▶ [TASK GOAL]: Copy the lines below word for word, starting with the line containing "Confirm that each instance of the bowl" and continuing through the end of the records. Do not include the pictures in your answer.

Point labels for objects:
┄┄┄┄┄┄

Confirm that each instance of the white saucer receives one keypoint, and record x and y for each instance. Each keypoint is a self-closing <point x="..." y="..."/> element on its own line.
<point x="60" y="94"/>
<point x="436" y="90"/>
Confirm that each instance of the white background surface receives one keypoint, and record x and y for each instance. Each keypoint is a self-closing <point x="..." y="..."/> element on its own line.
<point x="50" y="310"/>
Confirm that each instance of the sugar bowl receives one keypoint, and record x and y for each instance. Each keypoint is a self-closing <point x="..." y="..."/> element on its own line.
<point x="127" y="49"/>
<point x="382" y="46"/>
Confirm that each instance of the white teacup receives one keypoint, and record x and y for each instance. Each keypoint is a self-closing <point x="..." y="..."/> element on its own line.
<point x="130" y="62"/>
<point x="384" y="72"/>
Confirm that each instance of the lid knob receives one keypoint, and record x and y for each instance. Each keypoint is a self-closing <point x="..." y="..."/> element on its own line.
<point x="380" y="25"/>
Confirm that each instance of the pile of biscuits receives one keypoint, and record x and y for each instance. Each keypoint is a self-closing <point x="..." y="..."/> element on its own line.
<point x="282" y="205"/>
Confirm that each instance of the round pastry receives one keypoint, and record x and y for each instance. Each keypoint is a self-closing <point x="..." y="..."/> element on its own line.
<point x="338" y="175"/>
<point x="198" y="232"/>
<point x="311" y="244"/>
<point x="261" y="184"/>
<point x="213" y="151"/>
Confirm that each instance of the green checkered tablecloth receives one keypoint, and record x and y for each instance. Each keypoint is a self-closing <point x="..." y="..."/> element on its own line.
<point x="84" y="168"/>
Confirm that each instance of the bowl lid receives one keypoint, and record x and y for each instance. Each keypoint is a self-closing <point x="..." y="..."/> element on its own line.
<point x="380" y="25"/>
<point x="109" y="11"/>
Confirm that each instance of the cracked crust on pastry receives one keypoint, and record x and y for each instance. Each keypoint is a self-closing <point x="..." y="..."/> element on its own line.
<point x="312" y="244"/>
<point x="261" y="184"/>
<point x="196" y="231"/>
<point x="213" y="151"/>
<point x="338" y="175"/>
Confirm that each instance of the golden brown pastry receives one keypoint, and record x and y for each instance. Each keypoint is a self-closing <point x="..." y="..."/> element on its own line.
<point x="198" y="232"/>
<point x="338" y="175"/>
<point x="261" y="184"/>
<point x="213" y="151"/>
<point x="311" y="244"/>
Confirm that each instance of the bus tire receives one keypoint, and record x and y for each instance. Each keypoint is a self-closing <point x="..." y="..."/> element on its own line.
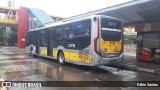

┄┄┄┄┄┄

▶ [ANSWER FOR THIS EXERCISE]:
Confirm that each instance of the bowl lid receives one keypoint, and record x and y for each instance. Each keypoint is a self-closing <point x="..." y="..."/> element on its own line.
<point x="380" y="25"/>
<point x="109" y="11"/>
Confirm that each instance of the cracked crust on pastry receives one keypoint, and record x and y for each instance. Each keypoint is a self-closing <point x="..." y="..."/> element on its own line.
<point x="312" y="244"/>
<point x="261" y="184"/>
<point x="196" y="231"/>
<point x="213" y="151"/>
<point x="338" y="175"/>
Confirm that each instance of the golden brown pastry receives one keypoint, and record x and y for each instance. Each keypoint is a self-closing <point x="..." y="..."/> element on its own line.
<point x="198" y="232"/>
<point x="338" y="175"/>
<point x="261" y="184"/>
<point x="213" y="151"/>
<point x="311" y="244"/>
Confirm that each instance of the bus tire receives one keypoint, and record x and y for each instance. Each keypoint is a self-closing <point x="..." y="..."/> element on its own line.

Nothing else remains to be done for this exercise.